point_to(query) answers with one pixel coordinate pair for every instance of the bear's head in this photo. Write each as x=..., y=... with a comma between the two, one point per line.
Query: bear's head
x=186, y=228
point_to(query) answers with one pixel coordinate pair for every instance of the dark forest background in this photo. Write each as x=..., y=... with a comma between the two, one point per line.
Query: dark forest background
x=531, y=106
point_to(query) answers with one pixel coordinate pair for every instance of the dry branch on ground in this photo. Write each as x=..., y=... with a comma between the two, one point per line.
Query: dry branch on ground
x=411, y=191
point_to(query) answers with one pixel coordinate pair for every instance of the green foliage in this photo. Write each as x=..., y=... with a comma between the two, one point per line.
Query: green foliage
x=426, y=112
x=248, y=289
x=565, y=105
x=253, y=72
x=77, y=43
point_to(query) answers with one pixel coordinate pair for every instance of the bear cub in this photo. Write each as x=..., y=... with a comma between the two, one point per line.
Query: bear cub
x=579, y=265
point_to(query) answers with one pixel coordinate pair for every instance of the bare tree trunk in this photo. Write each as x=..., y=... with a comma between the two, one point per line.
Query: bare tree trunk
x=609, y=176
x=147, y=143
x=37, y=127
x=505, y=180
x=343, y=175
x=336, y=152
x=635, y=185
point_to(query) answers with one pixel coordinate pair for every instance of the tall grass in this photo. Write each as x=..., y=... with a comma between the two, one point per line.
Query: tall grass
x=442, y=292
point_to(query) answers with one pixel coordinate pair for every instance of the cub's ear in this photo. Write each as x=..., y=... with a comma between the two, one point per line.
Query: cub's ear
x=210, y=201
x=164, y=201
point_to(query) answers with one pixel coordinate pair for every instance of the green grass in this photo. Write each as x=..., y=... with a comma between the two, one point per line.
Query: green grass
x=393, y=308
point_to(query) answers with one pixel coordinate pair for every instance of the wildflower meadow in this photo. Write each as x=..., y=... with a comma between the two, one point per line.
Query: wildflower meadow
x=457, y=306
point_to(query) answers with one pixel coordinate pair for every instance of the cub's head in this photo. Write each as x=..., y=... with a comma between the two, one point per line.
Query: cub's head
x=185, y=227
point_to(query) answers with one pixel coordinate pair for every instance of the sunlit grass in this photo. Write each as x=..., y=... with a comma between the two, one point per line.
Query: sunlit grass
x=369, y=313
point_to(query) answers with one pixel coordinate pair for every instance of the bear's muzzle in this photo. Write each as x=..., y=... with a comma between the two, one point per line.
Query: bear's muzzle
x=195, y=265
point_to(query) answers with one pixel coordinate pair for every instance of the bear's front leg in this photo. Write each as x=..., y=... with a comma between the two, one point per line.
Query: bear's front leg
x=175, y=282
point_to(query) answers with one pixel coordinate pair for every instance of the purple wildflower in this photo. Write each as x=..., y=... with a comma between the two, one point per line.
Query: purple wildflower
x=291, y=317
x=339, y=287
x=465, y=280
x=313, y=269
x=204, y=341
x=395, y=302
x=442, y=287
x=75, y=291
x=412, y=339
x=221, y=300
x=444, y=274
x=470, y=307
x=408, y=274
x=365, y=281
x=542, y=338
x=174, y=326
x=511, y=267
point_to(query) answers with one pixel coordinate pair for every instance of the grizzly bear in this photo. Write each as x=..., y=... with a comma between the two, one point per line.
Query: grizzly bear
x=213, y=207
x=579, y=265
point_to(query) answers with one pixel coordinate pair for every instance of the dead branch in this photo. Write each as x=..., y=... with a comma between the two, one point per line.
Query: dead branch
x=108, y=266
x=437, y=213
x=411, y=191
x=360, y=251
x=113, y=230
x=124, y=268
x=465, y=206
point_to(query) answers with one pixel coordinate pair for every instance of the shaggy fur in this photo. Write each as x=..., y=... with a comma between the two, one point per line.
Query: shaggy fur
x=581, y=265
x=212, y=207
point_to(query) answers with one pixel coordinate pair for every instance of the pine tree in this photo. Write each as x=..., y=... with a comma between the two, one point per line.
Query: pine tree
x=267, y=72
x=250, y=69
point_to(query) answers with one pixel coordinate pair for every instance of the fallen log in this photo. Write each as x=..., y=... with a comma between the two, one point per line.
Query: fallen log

SHORT TASK -> Rescale the items from the line with "of the shaggy" up to and including the line with "x=212, y=207": reproduce every line, requests unchanged, but multiply each coordinate in the answers by 1.35 and round to whole numbers, with halves rounded up. Give only those lines.

OUTPUT BELOW ->
point_to(query) answers with one pixel coordinate pair for every instance of the shaggy fur in this photo. Write each as x=..., y=... with a comma between the two, one point per line.
Query: shaggy fur
x=784, y=358
x=286, y=279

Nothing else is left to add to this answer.